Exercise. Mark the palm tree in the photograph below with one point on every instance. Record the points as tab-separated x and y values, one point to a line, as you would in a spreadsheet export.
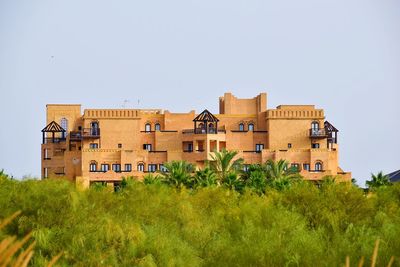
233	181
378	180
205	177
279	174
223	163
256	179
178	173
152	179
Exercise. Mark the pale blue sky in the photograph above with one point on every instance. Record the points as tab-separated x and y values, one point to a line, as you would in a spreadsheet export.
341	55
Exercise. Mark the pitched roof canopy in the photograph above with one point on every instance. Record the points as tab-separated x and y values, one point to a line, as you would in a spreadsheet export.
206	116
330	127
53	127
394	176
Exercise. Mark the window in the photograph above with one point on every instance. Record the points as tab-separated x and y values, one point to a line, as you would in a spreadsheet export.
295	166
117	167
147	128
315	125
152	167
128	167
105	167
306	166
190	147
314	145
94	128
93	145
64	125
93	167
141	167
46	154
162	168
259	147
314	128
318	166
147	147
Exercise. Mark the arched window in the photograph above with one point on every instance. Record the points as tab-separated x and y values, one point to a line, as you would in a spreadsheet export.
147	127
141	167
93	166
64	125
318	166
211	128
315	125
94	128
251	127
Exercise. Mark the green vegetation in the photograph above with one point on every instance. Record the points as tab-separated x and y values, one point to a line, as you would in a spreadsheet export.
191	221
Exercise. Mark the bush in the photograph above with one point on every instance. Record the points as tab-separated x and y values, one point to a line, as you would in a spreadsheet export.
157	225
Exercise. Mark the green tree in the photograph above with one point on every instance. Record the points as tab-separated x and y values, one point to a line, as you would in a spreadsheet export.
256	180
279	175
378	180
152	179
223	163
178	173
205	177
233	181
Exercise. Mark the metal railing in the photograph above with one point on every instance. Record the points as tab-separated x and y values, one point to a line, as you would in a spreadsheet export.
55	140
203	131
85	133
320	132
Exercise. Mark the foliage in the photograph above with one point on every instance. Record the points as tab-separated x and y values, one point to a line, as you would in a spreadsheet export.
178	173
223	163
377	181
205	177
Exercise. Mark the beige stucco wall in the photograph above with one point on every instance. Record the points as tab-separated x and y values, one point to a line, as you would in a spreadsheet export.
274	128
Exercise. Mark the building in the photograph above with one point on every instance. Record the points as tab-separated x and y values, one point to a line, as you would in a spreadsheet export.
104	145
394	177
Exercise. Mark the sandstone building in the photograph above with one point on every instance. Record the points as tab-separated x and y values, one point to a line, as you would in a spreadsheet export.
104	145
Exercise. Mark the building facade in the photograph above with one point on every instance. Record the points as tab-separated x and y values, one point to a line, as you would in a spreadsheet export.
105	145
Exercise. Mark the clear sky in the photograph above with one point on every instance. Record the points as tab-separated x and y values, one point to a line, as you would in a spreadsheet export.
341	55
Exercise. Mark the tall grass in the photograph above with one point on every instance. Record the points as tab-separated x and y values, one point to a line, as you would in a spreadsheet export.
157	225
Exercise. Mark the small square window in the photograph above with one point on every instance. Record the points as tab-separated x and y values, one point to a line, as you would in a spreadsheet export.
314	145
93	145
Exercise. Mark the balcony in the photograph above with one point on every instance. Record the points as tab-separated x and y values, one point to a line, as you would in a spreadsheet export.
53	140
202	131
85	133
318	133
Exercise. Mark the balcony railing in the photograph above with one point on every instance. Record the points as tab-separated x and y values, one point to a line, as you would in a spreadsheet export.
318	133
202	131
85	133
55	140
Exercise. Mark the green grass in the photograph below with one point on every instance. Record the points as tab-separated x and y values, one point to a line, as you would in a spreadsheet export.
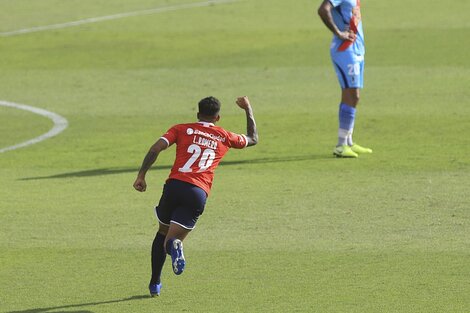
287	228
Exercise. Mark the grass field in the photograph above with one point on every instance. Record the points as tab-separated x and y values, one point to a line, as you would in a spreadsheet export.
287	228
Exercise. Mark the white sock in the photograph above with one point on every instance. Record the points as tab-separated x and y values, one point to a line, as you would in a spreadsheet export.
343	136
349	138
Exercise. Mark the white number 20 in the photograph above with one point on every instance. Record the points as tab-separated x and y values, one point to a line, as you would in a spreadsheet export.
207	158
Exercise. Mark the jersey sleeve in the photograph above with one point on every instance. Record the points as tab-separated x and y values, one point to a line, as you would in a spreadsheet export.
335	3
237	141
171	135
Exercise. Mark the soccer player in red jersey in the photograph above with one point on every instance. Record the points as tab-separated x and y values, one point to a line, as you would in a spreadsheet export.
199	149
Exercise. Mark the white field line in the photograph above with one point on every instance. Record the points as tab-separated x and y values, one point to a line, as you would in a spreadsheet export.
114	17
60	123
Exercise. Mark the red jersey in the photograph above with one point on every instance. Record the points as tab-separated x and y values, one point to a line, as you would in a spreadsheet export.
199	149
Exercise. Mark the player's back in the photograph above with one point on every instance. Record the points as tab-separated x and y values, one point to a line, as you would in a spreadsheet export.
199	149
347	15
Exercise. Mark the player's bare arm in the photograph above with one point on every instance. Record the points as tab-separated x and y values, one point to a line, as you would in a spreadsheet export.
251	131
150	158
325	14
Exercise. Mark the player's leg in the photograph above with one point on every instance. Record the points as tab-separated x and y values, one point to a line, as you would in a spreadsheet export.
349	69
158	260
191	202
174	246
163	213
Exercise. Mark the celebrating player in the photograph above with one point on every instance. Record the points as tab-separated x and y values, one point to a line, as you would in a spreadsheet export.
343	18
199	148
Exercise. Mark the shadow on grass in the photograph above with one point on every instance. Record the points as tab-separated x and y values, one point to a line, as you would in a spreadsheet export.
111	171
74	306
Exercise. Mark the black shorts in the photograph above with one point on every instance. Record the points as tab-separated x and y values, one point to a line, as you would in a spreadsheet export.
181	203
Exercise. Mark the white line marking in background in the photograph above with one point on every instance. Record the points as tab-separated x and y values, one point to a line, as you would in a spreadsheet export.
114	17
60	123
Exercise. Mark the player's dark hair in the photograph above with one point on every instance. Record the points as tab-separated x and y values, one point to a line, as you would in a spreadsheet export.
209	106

————————

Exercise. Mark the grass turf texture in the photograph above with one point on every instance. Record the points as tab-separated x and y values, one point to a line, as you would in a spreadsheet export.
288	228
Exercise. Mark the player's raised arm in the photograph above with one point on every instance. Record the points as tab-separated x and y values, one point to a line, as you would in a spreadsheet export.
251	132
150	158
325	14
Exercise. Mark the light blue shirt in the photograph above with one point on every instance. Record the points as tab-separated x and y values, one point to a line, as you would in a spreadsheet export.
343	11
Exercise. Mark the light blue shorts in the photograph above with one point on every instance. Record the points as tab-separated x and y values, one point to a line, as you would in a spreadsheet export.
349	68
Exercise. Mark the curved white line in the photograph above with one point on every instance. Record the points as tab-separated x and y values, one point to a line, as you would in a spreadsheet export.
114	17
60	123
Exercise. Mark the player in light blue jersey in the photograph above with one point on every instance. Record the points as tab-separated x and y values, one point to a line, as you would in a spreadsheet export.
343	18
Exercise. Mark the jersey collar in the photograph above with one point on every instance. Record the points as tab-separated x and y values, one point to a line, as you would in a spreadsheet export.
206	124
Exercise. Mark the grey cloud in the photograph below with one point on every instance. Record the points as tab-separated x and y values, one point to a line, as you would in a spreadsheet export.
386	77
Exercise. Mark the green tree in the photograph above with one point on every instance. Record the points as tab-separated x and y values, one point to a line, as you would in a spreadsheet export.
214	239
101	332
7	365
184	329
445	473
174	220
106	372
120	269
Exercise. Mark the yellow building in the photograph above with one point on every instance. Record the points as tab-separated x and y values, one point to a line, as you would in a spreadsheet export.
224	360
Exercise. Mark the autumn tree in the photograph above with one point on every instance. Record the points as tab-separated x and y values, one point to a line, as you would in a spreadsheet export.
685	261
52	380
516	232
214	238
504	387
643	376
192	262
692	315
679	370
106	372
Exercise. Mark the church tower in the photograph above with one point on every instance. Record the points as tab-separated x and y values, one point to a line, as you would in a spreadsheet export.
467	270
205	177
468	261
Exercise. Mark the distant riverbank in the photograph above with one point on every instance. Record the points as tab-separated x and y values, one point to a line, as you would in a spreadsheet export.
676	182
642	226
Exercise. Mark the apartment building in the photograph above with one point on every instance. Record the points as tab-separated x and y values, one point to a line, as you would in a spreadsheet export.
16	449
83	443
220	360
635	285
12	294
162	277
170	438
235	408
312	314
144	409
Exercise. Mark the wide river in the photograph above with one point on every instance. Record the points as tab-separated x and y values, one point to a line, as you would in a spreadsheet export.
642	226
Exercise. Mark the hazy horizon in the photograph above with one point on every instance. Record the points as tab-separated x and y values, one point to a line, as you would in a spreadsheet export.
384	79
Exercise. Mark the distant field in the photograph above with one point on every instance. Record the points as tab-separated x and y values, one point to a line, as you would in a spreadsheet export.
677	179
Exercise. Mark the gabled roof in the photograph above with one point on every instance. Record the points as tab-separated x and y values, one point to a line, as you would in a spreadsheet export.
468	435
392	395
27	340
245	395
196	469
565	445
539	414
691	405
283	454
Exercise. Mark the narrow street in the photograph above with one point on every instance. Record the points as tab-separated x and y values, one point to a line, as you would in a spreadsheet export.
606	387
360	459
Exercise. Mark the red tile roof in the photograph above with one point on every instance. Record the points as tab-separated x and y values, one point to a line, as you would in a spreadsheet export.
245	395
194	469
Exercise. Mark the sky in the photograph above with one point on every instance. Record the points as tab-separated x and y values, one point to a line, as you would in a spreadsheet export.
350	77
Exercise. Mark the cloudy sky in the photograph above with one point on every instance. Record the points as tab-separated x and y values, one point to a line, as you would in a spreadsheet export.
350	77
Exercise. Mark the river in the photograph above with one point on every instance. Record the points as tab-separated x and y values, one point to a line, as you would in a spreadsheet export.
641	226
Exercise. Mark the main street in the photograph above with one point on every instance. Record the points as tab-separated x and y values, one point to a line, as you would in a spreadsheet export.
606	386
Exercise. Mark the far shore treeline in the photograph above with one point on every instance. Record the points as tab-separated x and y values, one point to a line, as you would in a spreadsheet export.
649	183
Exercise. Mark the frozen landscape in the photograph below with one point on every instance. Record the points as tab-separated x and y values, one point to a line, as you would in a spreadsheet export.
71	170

————————

Find each line in the rows above that contains the word "railing" and copy those lines out in full.

Exercise. Mark the metal railing in the photograph above with one point on every instance. Record the points as tab-separated x and y values, one point to a line, as you would in a spreadsheet export.
Exercise. Mark the balcony railing in the photograph above with one point on every instance. Record the points as tab-separated x and y values, one point to a line, as you would in a spreadsheet export.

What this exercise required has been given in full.